In the records below, locate the line containing "Find the red"; output that line and every following line through the last, exactly.

*PROVIDED DATA*.

■ ■ ■ ■ ■

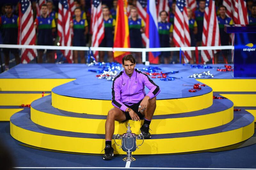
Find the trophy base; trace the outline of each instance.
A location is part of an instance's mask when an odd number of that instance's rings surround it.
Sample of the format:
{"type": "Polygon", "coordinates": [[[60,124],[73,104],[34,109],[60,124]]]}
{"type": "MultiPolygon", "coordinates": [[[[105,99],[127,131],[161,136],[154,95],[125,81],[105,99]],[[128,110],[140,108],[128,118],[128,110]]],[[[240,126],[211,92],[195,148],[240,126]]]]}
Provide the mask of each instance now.
{"type": "Polygon", "coordinates": [[[123,160],[124,162],[133,162],[136,159],[132,157],[126,157],[123,159],[123,160]]]}

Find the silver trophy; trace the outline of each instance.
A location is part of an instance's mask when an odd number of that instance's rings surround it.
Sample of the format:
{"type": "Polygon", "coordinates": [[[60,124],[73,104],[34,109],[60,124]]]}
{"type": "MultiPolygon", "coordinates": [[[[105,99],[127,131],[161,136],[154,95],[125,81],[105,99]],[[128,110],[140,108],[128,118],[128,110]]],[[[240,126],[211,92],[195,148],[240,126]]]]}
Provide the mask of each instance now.
{"type": "Polygon", "coordinates": [[[126,133],[120,135],[119,134],[116,135],[114,137],[114,141],[116,145],[120,146],[120,149],[122,148],[123,150],[127,153],[126,157],[123,159],[125,162],[132,162],[136,160],[132,156],[132,152],[135,151],[136,149],[139,149],[139,146],[141,146],[144,142],[144,137],[141,134],[136,135],[132,133],[131,130],[130,124],[128,123],[126,133]],[[122,145],[118,144],[116,142],[116,138],[121,139],[122,145]],[[136,139],[143,139],[141,144],[137,145],[136,139]]]}

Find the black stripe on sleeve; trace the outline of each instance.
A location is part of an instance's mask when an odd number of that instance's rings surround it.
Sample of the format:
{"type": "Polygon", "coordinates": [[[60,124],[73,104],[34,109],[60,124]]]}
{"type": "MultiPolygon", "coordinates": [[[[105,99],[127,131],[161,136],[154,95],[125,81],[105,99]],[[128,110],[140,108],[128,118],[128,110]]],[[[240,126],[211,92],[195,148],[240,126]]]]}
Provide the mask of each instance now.
{"type": "Polygon", "coordinates": [[[123,71],[121,71],[121,72],[120,72],[120,73],[119,73],[118,74],[118,75],[116,76],[116,77],[115,78],[114,80],[113,80],[113,84],[112,85],[112,102],[114,104],[115,104],[115,105],[116,105],[116,106],[117,106],[119,108],[121,108],[121,107],[122,107],[122,105],[121,105],[121,104],[120,104],[120,103],[116,101],[115,100],[115,91],[114,90],[114,84],[115,84],[115,81],[116,81],[116,80],[117,78],[121,76],[121,75],[123,74],[123,71]]]}
{"type": "Polygon", "coordinates": [[[135,69],[135,71],[139,73],[142,74],[144,75],[147,76],[147,77],[148,78],[148,81],[149,81],[149,82],[152,83],[152,84],[153,84],[154,85],[155,85],[156,86],[156,89],[155,89],[155,90],[154,90],[154,91],[152,93],[154,95],[156,95],[156,93],[157,93],[158,91],[159,91],[159,90],[160,90],[160,88],[159,88],[159,86],[157,85],[156,84],[156,83],[155,83],[154,81],[153,81],[153,80],[150,79],[148,77],[148,75],[145,73],[142,72],[140,71],[139,71],[139,70],[137,70],[137,69],[135,69]]]}

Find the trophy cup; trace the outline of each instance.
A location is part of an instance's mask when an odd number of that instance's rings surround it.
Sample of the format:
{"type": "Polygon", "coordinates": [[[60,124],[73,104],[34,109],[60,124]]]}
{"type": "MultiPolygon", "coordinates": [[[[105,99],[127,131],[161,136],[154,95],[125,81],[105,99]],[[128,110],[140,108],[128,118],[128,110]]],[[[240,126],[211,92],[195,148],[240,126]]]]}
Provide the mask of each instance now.
{"type": "Polygon", "coordinates": [[[136,159],[132,156],[132,152],[135,151],[136,149],[139,149],[138,147],[143,144],[144,137],[141,134],[137,135],[132,133],[130,123],[128,123],[127,129],[126,133],[121,135],[119,134],[116,135],[114,137],[114,141],[117,145],[120,146],[120,149],[122,148],[123,151],[127,153],[126,157],[123,159],[123,160],[125,162],[132,162],[136,159]],[[117,139],[121,139],[122,145],[116,143],[116,138],[117,139]],[[143,139],[141,144],[137,145],[136,140],[141,139],[143,139]]]}

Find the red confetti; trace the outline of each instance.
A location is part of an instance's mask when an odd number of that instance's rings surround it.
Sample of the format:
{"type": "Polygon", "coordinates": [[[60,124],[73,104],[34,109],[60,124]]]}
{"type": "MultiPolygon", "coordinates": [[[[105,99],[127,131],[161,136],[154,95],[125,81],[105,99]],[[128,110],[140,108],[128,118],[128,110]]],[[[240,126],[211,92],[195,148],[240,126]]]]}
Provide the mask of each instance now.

■ ■ ■ ■ ■

*CORRECT RESPONSE*.
Find the red confetti; trace the outline of each instance.
A location is part of an instance's mask when an odd number of that instance's rings surround it.
Sample of the format:
{"type": "Polygon", "coordinates": [[[60,124],[73,104],[34,109],[60,124]]]}
{"type": "MultiPolygon", "coordinates": [[[[105,99],[127,131],[161,136],[154,95],[125,81],[105,99]],[[128,110],[140,108],[128,118],[128,110]]],[[[240,126],[211,92],[195,148],[240,126]]]]}
Provide the mask of each instance now.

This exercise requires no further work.